WHAT YOU NEED TO DO –
In the passage on healthcare stocks below, why does the text say these stocks tend to give sure and steady returns? Answer in one to three sentences.
Top of SUPPLIED PASSAGE
Furthermore, the COVID-19 pandemic may have wrought unbridled destruction upon much of the world’s economy. But the healthcare sector came out of it in truly rude health and stocks are still riding high.
Basically, any investor who already has stocks in finance and energy should now think about adding healthcare to their portfolio.
The healthcare sector is pretty diverse and not all companies do the same thing. Let’s take a look at the different kinds of healthcare stocks that are out there.
These are companies who manufacture and develop pharmaceuticals and medicines ranging from paracetamol, to insulin to experimental vaccines.
These are companies who make, maintain and develop the equipment used in the medical profession. This can range from hospital beds to brain scanners all the way to pioneering technology like nanobots.
Of course, these are companies who provide health insurance. The market is particularly lucrative (and controversial) in the US but is fast growing globally.
Medical services companies are involved in tertiary services such as the operating of hospitals, provision of home care, and some treatments such as physiotherapy.
As we said, healthcare is a global necessity and will always be in demand. As such healthcare stocks tend to provide very sure and steady returns.
Furthermore, in the US the healthcare sector is growing faster than the rest of the economy and is set to grow further owing to an ageing population and an epidemic of chronic diseases. Even across Europe, healthcare is becoming increasingly privatised most perhaps notably in the UK.
Many see healthcare as a human right and there is serious political dissent regarding the spiralling costs. If the healthcare bubble bursts or if world governments reform the sector, this may well send stock values plummeting.
Sustaining growth can also be a challenge for some companies especially as patents expire. Additionally, there is a constant threat of disruption from new technology or medical breakthroughs that can render a practice or prodigy obsolete overnight.
Bottom of SUPPLIED PASSAGE
Top of DATASET CONTENT
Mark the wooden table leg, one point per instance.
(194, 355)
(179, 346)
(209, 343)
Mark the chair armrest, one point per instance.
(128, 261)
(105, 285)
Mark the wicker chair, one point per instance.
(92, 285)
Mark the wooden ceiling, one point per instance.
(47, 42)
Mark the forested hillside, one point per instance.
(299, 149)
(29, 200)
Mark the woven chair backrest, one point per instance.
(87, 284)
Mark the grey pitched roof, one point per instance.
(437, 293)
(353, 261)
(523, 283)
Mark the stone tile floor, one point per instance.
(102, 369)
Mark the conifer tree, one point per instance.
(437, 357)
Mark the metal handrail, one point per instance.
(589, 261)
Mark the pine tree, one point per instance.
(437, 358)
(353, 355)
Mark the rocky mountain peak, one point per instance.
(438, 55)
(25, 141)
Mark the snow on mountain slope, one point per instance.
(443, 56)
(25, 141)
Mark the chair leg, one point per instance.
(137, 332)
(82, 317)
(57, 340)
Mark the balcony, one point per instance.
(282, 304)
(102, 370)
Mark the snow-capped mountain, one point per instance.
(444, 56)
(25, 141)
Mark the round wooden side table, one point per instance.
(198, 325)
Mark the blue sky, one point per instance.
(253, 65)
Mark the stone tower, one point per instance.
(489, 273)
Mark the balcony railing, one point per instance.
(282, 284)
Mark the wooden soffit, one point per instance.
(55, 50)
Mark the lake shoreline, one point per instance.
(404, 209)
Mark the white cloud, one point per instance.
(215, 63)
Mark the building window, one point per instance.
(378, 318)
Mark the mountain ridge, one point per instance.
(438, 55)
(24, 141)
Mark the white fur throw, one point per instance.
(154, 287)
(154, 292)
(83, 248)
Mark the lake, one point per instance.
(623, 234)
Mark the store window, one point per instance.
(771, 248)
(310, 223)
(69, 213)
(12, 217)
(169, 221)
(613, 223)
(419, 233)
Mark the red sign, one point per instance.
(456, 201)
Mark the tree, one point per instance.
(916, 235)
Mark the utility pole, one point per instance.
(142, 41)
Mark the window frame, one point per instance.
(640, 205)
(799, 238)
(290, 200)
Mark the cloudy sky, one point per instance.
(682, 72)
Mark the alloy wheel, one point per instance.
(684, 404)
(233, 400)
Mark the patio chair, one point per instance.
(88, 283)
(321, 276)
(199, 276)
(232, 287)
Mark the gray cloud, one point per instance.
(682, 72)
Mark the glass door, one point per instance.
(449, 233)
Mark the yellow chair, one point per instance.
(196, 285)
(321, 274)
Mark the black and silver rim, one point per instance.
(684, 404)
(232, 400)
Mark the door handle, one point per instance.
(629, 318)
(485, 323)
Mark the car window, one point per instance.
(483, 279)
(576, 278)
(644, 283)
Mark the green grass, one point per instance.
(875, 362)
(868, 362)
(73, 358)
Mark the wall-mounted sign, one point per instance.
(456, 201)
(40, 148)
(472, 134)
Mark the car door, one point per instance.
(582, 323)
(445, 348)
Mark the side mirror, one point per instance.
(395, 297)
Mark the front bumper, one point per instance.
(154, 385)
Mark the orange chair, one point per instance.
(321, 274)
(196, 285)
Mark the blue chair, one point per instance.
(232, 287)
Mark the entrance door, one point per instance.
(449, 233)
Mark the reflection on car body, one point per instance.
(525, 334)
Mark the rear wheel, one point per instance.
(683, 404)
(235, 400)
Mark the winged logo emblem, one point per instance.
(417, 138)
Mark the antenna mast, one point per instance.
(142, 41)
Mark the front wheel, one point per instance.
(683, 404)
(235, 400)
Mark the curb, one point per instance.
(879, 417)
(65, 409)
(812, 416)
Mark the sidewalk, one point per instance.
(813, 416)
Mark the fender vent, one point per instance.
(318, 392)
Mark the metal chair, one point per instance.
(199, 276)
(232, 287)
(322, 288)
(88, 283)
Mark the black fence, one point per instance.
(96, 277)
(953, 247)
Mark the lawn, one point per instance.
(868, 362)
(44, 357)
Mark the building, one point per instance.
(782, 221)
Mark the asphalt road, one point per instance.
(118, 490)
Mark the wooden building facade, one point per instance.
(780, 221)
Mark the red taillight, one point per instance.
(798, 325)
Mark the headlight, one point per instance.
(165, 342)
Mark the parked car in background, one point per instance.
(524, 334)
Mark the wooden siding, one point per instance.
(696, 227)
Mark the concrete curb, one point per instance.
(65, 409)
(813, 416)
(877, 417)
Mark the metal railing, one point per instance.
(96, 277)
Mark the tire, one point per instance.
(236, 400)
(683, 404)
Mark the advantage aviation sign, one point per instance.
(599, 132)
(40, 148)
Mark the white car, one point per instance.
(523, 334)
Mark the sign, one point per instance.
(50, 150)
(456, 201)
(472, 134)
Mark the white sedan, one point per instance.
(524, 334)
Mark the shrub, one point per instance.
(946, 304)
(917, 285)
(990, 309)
Bottom of DATASET CONTENT
RESPONSE BOX –
Healthcare stocks tend to give sure and steady returns because healthcare is a global necessity. It will always be in demand.